### The task
What you return must be the data below, word for word, without any images.

(Image-grounded pointing data)
########################################
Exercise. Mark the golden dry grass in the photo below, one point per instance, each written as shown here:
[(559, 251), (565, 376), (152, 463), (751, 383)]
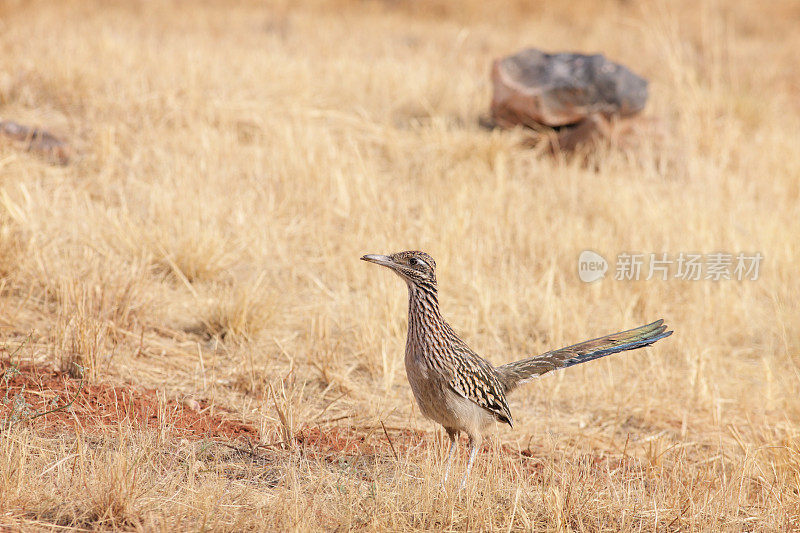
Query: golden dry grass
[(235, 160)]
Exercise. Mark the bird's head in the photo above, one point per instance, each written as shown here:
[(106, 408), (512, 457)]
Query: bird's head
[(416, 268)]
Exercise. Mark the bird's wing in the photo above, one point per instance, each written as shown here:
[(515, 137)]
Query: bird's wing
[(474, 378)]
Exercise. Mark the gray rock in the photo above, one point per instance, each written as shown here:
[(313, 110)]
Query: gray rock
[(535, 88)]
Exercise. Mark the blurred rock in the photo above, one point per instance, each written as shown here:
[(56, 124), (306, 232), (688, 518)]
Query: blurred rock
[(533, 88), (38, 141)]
########################################
### Task result
Exercise. Mark the golden dry grass in the photo below, one point per instance, each written as shown here:
[(559, 251), (565, 376), (152, 463), (751, 383)]
Query: golden dry grass
[(235, 160)]
Exercise. Mark the bird's head in the photo above, one point per instance, each written as shown here:
[(106, 408), (512, 457)]
Query: bird's head
[(416, 268)]
Exercise. Mark the bird's wing in the photo above, one point per instance, each written as shown here:
[(515, 137)]
Query: bird's wing
[(474, 378)]
Exercise. Mark the gray rock in the photo above, one point per instance, each written as shown here:
[(313, 110)]
Query: gray rock
[(535, 88)]
Exercise. Mark the blurred rock in the photo above, one point per instance, each written as shown here:
[(56, 124), (306, 232), (688, 518)]
Query: blurred rock
[(533, 88), (38, 141)]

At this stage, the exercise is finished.